Problem. Every line of the material that follows must be printed again exactly.

* Begin Data shown *

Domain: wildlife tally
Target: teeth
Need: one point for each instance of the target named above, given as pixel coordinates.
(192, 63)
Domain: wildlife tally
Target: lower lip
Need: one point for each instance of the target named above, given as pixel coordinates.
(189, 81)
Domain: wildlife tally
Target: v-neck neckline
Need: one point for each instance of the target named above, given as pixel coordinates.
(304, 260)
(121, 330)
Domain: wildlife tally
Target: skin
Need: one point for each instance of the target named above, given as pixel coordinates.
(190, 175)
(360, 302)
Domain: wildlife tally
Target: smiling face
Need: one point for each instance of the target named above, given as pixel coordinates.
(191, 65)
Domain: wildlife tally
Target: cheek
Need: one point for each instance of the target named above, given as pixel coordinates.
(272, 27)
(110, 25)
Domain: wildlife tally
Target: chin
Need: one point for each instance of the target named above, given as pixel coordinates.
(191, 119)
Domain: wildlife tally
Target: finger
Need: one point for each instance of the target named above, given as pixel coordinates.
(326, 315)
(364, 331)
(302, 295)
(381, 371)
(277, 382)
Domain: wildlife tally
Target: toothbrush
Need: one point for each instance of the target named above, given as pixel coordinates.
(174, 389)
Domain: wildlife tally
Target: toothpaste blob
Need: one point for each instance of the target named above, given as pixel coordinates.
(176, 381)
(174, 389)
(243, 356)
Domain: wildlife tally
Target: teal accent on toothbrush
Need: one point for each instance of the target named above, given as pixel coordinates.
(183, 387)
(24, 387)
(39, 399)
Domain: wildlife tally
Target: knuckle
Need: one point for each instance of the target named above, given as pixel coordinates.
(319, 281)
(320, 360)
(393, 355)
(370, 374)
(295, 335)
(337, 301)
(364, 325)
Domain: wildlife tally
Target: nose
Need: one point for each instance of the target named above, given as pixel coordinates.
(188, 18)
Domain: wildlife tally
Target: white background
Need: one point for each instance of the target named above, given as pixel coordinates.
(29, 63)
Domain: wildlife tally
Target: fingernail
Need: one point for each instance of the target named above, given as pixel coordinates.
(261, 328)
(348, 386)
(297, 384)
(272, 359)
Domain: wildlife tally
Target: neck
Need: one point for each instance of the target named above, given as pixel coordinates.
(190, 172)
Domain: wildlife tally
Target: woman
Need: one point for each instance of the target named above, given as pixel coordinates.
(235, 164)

* End Data shown *

Exercise output.
Domain: wildlife tally
Target: teeth
Need: one point for each instance of the target named above, given as pixel coordinates.
(192, 63)
Domain: wildlife tally
Target: lower lip
Need: one point for each instance of the target named above, given as pixel coordinates.
(189, 81)
Domain: wildlife tally
Target: v-neck neckline
Need: one point for each instance of the target named above, given as pixel coordinates.
(304, 260)
(121, 330)
Domain: wildlife tally
Target: skin
Need: one point for each instance of the target named above, given as pixel coordinates.
(190, 175)
(360, 302)
Domain: wildlife tally
Target: smiling face
Need: one point for each instance of the target named above, given as pixel coordinates.
(191, 65)
Domain: wildlife tally
Target: cheek
Need: one point for each instance of the target named above, given as pixel coordinates.
(272, 27)
(110, 25)
Domain: wildlife tally
Target: chin
Need: one point for each instance of the target named above, given as pixel coordinates.
(191, 119)
Domain: wildlife tally
Target: finger
Need: one point for each instance of the target named above, given as pixel coordinates.
(326, 315)
(364, 331)
(302, 295)
(381, 371)
(277, 382)
Domain: wildlife tally
Target: toothbrush
Need: one point for each instance of the target named above, given as pixel coordinates.
(174, 389)
Domain: wildlife tally
Target: toothpaste blob
Need: one point for each instance of the target named above, given as pixel coordinates.
(176, 381)
(174, 389)
(243, 356)
Domain: wildlife tally
Target: teal accent on toothbrush
Need: one point for each instance of the target named above, given as pixel coordinates.
(183, 387)
(24, 387)
(39, 399)
Domain: wildlife tally
Target: knuckle
Need: one point for each instance of the target named above, given as pixel coordinates.
(319, 281)
(320, 360)
(393, 355)
(370, 374)
(295, 335)
(337, 301)
(364, 325)
Domain: wildlife tally
Target: nose
Need: one point for each instance of the target named above, given as pixel coordinates.
(188, 18)
Domain: wildlife tally
Target: white background
Need: one point for each instance of the target named above, given as pixel coordinates.
(29, 63)
Domain: wildlife tally
Target: fingernail
Need: one point for each instance of the target named above, given as pixel coordinates.
(261, 328)
(348, 386)
(297, 384)
(272, 359)
Domain: wildlife tally
Target: neck
Need: one point for each instance of the target named above, given as pixel coordinates.
(190, 172)
Domain: wildlife tally
Target: woman
Need: one point for each instance of the target named above, given as pixel coordinates.
(235, 164)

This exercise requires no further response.